## What the task asks
How many lines in the records below contain the string "bush", with case counting? Reply with the number alone.

## Input rows
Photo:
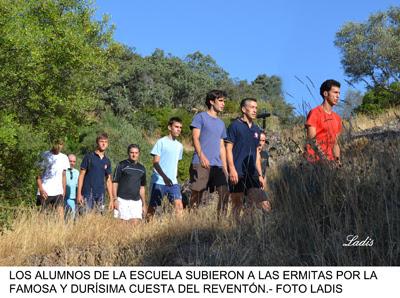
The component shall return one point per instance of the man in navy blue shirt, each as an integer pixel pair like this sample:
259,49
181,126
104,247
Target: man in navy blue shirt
95,170
243,158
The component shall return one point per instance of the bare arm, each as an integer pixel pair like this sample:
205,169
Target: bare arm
196,143
42,192
311,132
156,165
110,193
142,193
259,168
115,191
223,157
336,150
233,176
64,182
81,177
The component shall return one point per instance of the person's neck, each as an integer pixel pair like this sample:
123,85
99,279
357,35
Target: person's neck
327,107
99,153
212,113
248,120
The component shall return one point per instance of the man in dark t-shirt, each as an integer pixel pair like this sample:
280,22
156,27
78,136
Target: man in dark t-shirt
244,162
129,184
95,170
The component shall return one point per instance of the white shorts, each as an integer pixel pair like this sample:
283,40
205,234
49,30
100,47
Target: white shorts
128,209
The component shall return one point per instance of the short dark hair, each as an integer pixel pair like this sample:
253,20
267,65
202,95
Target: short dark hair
174,119
101,136
245,100
213,95
133,146
327,85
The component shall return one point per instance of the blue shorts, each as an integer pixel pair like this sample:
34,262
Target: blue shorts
158,191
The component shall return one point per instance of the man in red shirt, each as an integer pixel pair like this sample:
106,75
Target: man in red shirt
324,126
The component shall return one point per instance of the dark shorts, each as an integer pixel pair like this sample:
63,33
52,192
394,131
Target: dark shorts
158,191
94,202
50,202
244,185
201,178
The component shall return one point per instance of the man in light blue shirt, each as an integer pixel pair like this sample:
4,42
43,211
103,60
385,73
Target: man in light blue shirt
72,186
166,153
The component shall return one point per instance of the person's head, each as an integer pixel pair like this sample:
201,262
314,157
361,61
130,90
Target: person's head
57,146
72,160
330,91
248,107
175,126
102,142
263,139
134,152
215,99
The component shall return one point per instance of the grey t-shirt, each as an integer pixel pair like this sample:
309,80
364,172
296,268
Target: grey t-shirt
212,130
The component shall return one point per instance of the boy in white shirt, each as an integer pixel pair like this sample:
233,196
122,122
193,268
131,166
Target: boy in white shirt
52,181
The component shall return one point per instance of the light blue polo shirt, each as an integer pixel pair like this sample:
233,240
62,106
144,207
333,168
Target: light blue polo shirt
170,152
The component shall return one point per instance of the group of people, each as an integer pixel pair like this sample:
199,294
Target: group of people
228,161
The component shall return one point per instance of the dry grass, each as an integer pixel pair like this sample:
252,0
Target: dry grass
315,208
364,122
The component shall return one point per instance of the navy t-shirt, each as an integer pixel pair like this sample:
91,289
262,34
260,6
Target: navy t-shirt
130,176
245,140
96,170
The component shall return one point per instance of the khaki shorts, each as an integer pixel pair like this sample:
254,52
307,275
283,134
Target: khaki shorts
202,179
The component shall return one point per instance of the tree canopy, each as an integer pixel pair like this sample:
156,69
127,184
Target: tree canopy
371,50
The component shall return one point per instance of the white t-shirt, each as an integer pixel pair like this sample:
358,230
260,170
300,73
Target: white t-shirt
53,167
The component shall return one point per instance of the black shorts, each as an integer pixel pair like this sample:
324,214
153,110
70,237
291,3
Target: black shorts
244,184
51,201
202,179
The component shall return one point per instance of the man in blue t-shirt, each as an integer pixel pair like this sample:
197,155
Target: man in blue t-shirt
244,162
95,171
208,168
72,186
166,153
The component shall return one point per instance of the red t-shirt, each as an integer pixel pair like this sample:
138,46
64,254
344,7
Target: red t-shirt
328,127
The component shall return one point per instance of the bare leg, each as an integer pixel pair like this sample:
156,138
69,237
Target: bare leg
223,200
178,205
195,198
237,205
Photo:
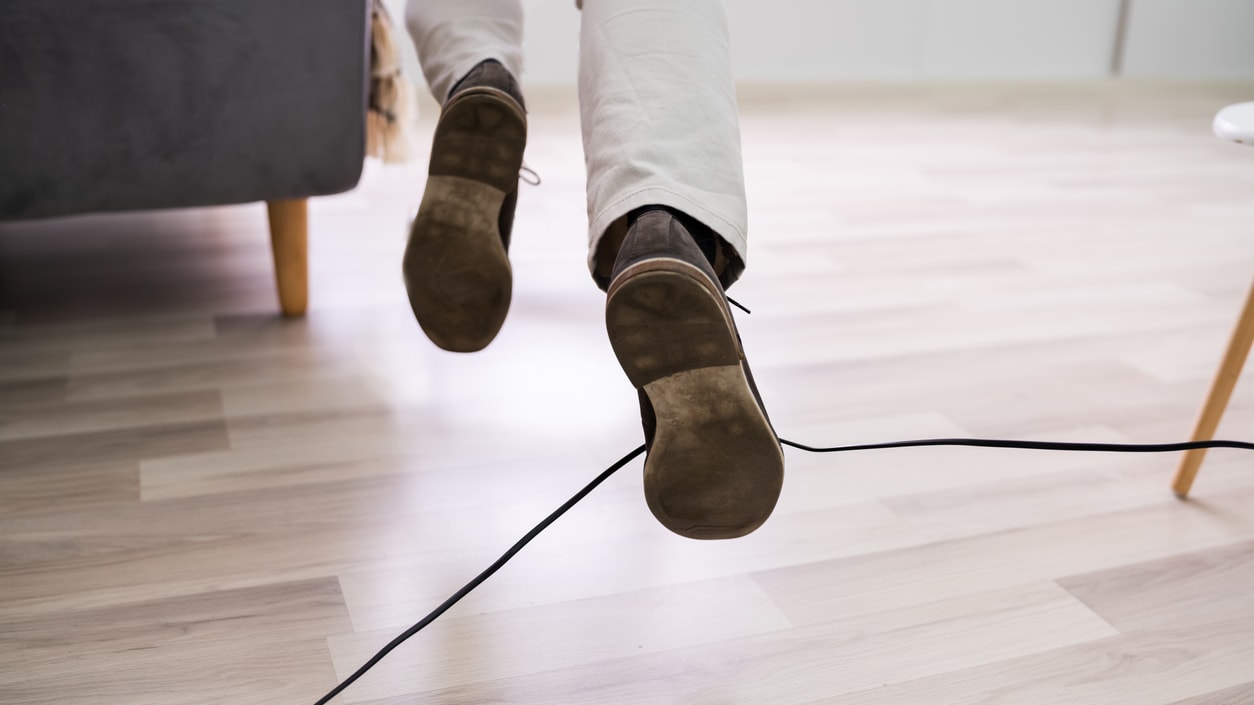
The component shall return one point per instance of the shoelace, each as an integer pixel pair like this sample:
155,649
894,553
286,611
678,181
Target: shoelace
528,174
596,482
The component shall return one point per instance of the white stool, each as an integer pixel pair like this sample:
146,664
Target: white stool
1234,123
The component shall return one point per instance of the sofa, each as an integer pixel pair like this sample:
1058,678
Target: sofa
141,104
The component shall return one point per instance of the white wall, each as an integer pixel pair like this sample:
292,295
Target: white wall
815,40
1190,39
916,39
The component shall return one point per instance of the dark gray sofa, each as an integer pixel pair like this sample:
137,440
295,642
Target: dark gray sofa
137,104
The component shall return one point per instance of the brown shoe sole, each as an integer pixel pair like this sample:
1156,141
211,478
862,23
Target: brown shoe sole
457,271
715,467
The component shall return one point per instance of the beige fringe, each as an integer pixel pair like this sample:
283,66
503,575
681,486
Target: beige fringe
393,108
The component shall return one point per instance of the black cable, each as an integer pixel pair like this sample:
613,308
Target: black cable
1033,445
578,497
465,590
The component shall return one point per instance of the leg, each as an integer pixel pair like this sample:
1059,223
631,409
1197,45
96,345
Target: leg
289,235
660,122
1220,392
666,211
457,267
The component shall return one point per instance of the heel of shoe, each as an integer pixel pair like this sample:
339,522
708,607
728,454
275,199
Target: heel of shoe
457,271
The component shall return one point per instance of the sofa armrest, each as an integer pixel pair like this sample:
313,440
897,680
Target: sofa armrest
126,104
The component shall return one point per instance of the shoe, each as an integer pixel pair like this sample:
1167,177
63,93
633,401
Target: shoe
714,466
457,269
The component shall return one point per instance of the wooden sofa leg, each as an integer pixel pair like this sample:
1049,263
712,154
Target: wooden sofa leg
1217,400
289,237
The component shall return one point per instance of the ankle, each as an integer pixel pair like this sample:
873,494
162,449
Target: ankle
710,243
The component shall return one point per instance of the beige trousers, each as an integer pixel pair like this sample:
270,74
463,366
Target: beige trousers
657,104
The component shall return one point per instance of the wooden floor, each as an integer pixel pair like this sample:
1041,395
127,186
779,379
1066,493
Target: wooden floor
202,503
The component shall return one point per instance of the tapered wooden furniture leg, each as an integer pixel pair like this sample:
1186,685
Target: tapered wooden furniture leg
1220,392
289,237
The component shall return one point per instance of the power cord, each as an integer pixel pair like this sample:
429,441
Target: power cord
578,497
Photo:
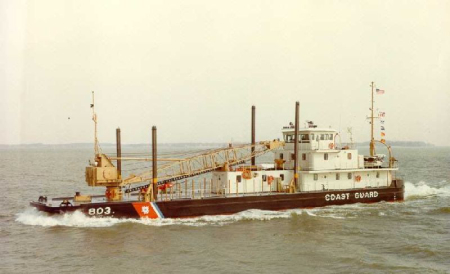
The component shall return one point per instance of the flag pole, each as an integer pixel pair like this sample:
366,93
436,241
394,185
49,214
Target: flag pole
372,142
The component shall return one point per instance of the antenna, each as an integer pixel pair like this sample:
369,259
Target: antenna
372,141
350,132
94,118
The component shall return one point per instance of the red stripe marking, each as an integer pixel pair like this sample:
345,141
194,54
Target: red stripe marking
145,210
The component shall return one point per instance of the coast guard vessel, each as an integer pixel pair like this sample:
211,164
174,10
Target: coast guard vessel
310,168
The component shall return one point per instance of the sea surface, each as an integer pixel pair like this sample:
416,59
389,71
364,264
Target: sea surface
404,237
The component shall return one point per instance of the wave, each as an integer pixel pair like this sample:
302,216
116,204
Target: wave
34,217
420,190
77,219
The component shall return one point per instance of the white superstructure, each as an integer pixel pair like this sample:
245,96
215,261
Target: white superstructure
323,165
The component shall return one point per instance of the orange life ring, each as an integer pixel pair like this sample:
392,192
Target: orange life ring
247,174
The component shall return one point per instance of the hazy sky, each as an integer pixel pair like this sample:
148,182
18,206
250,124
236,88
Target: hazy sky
194,68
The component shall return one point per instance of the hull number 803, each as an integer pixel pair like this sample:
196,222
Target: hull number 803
99,211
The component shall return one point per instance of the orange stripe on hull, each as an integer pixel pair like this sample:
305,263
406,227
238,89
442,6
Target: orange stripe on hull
145,210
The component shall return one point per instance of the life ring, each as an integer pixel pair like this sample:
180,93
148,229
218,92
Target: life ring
247,174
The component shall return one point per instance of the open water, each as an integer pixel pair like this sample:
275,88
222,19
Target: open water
408,237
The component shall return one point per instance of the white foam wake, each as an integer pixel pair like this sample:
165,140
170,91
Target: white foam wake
34,217
77,219
424,190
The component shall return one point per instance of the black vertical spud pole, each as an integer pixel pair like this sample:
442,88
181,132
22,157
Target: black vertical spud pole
154,165
253,135
119,153
297,106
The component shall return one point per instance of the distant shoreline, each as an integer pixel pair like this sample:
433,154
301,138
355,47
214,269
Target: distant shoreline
362,144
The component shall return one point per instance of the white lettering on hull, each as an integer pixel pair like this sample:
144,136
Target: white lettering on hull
346,196
367,194
336,197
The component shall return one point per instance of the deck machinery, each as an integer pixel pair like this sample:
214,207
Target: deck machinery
310,168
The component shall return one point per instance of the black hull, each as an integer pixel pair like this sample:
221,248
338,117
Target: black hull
229,205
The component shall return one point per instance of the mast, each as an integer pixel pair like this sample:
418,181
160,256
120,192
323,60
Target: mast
253,135
297,106
94,118
372,141
154,165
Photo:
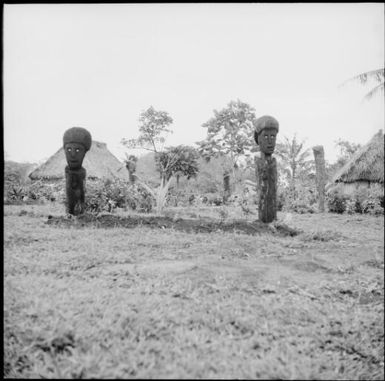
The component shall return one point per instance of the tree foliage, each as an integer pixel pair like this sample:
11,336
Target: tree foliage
180,161
377,76
230,133
294,160
153,130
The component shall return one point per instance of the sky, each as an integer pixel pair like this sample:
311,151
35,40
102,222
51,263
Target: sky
98,66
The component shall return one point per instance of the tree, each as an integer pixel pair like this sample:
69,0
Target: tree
230,135
294,162
319,159
376,76
179,161
130,163
346,151
169,161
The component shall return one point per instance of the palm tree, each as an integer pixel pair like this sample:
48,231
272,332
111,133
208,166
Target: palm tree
374,75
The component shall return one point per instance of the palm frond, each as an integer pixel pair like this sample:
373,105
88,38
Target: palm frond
378,75
371,93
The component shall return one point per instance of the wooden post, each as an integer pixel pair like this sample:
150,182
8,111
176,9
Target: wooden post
266,130
76,142
226,186
319,158
266,173
75,185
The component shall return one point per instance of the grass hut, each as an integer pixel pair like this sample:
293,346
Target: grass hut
365,168
99,163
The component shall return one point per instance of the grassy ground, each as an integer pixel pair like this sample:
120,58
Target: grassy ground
160,303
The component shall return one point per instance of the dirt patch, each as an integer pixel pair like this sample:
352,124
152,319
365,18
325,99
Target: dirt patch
163,222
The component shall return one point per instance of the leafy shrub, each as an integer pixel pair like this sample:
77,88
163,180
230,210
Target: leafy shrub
362,200
109,194
301,201
336,201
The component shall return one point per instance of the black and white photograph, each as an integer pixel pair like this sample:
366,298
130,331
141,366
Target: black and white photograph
193,191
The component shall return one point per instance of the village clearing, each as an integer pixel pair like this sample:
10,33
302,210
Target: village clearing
94,302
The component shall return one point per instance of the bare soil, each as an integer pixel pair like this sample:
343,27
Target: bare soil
190,225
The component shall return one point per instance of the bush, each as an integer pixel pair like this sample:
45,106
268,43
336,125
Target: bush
110,194
302,200
362,200
336,201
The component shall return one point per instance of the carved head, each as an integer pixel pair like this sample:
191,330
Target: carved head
76,142
265,134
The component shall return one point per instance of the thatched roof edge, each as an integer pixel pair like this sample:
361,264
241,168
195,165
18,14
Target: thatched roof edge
367,164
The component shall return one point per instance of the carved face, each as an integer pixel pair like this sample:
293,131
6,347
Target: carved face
75,153
266,140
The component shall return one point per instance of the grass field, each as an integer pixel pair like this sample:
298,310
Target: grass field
159,303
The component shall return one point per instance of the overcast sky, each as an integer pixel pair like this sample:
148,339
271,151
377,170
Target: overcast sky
99,65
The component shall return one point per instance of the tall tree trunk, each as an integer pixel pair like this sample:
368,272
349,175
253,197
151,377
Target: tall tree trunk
320,171
226,186
162,194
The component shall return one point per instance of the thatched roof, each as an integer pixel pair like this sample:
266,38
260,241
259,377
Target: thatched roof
99,163
367,164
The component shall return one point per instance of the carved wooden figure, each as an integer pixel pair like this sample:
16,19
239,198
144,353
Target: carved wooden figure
266,129
76,142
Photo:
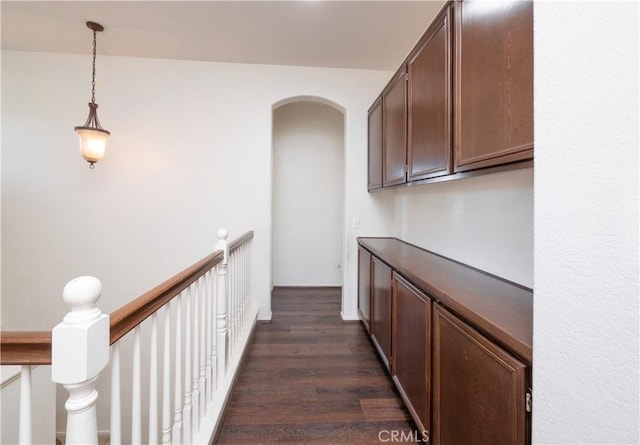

## Problem solution
2